→ **EXTRACT TO READ**:

────────

What is misleading is to think that the survivors in the context of the film Threads “win” the nuclear war against the Soviet Union if they rebuild something meaningful, when in reality they are simply rebuilding their world destroyed by military and political decisions in which they had no say.

To put it more philosophically: the dead, even if we owe them a duty of memory (especially during massive human tragedies), must never preempt the living. The idea that survivors can “dance on the dead” is an aberration: we are all doing it, right now. This reality applies both to the domain of fiction and to very real human dramas.

In conclusion, and from a psychological point of view, Threads seems like a “confusing” case to say the least. Someone living in their own crazy reality and probably barely understanding their own crazy world. The “why” we should definitely not let ourselves indulge in its hypotheses. From the consequences of the “work-for-food” program to the necessary resumption of agriculture a decade later, the internal logic of Threads is a dead end. The realistic scenario is that of a collapse after a political failure followed by a long transformation, a reconstruction of agriculture, the social fabric, trust, cooperation and governance. In the crazy world of the movie Threads, the scenes at 10–12 months are just unimportant food shortages, the mechanics of the “work-for-food” program are intentionally omitted, and society has regressed to a primitive state a decade later, albeit reintroducing coal and electricity. This is why negotiating with the alternate reality of Threads is dangerous: it requires us to deny everything we know about governance, society, human history, and agriculture. Threads is only realistic when we respect its worldview.

────────

→ **INPUT DATA**:

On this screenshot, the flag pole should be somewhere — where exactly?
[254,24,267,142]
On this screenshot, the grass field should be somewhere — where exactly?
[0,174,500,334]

────────

→ **ACTIONS TO TAKE**:
A. Copy word for word the part of the passage about the film Threads starting with "What is misleading" and going on through "had no say.".
B. For each statement, answer yes or no to whether it agrees with the passage about the film Threads, and quote the deciding words of the passage: (i) The dead must never preempt the living. (ii) A decade later, the society in the film abandons coal and electricity. (iii) The film shows the mechanics of the "work-for-food" program in detail.

→ **RESPONSES BY TASK**:
A.
What is misleading is to think that the survivors in the context of the film Threads “win” the nuclear war against the Soviet Union if they rebuild something meaningful, when in reality they are simply rebuilding their world destroyed by military and political decisions in which they had no say.

B.
(i) Yes: "must never preempt the living."
(ii) No: "society has regressed to a primitive state a decade later, albeit reintroducing coal and electricity."
(iii) No: "the mechanics of the “work-for-food” program are intentionally omitted"